→ **EXERCISE BRIEF**
Pull out each line in the listing below that contains the word "woman", and reproduce those lines word for word.
_ _ _ _ _ _ _
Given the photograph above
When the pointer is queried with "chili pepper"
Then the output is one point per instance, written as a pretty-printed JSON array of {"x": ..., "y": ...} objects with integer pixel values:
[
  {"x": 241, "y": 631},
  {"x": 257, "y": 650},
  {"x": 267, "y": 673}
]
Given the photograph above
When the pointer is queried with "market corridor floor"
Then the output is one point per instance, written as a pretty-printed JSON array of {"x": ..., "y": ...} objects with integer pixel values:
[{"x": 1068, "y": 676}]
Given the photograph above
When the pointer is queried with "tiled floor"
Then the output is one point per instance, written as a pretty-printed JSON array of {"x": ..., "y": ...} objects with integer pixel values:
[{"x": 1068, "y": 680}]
_ _ _ _ _ _ _
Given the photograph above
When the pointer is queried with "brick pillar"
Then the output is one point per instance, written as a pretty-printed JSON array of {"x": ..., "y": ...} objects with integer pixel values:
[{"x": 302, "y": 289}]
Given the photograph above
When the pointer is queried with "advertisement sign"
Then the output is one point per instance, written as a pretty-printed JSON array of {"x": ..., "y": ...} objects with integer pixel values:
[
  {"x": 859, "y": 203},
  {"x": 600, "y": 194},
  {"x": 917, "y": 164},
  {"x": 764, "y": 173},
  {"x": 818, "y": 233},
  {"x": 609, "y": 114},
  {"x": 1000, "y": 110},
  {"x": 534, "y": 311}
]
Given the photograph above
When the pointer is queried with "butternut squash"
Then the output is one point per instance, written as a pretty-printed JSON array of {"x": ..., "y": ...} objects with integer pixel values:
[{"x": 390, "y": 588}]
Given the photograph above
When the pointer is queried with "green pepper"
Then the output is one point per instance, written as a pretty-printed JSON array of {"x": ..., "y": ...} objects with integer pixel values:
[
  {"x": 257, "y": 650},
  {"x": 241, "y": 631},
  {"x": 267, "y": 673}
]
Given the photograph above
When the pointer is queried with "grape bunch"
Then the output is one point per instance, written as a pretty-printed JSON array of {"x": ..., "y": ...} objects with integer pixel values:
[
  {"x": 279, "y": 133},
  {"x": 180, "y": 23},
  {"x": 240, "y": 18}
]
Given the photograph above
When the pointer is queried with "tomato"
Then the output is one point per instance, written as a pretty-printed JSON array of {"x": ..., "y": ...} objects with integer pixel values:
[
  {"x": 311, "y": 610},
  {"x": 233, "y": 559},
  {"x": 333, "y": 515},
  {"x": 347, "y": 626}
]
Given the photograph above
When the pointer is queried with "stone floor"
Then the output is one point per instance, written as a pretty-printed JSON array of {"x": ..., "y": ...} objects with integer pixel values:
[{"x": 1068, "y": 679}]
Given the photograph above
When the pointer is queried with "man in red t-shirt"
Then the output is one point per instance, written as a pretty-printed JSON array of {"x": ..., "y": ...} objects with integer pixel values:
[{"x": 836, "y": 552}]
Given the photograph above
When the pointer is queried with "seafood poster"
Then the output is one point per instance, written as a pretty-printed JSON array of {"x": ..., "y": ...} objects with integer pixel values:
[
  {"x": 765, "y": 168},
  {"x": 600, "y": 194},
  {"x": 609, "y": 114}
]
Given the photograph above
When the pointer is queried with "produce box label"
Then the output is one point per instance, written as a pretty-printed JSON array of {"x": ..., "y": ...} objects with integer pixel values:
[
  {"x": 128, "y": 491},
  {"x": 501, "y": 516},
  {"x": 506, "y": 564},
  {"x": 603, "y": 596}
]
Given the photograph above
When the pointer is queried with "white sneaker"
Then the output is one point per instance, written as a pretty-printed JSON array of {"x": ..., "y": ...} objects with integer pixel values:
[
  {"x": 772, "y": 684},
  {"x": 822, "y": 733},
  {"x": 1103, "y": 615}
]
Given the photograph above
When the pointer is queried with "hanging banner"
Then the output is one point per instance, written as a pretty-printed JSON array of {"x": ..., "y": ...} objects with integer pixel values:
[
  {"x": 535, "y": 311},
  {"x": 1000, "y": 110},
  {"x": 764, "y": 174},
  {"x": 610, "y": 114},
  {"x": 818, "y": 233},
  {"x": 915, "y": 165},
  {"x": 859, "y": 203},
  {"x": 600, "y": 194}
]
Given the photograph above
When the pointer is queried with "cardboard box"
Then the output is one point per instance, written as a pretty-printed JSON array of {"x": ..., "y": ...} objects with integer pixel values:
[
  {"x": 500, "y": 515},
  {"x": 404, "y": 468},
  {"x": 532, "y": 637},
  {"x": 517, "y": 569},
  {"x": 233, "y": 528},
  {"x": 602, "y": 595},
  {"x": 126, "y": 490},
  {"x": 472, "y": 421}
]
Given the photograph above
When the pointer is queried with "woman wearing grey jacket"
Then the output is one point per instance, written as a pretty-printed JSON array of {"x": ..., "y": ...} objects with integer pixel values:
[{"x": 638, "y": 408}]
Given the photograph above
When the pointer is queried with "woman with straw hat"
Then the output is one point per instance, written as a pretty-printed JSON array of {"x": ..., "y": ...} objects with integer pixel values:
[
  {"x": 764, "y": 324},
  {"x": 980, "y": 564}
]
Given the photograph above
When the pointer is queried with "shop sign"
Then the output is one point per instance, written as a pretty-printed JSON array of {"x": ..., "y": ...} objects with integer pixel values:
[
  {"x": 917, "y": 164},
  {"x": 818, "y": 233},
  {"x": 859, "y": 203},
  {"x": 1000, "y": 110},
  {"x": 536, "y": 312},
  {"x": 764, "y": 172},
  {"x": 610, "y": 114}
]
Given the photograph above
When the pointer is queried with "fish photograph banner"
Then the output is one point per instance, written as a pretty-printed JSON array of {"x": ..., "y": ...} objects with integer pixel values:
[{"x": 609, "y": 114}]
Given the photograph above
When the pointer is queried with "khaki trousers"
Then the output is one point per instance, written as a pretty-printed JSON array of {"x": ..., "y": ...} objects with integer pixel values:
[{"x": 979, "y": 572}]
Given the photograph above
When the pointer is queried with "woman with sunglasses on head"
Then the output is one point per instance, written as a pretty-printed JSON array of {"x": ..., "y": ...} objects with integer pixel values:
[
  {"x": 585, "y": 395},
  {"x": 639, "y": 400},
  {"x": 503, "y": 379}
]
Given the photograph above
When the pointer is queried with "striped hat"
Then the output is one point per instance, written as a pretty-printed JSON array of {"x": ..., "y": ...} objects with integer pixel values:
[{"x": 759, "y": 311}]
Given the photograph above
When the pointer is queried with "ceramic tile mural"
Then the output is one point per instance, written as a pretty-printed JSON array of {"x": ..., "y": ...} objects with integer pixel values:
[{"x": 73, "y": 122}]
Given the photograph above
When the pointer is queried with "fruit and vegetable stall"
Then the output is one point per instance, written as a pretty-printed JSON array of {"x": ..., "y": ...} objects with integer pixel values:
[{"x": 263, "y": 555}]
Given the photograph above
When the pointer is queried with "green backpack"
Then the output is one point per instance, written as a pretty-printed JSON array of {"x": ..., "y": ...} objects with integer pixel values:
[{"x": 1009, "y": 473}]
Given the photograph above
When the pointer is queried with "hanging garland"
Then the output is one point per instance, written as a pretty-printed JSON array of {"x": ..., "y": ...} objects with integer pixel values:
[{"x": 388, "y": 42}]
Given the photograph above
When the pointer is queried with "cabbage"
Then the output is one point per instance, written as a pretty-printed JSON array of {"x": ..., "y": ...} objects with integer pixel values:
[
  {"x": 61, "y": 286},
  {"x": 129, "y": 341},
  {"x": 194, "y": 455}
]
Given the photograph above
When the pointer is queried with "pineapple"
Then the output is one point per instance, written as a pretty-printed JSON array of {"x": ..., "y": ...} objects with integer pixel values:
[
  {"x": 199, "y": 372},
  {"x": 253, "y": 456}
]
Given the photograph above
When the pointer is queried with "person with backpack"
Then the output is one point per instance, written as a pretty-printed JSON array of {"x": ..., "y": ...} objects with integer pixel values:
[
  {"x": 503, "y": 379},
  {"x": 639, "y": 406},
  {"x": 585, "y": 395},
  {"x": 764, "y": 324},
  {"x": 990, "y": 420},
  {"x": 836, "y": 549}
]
_ _ _ _ _ _ _
→ **EXPECTED OUTPUT**
When the pointer is queried with "woman wearing grey jacket"
When the pointer is queried with "woman with straw hat"
When the pointer is queried with "woman with sunglasses on head"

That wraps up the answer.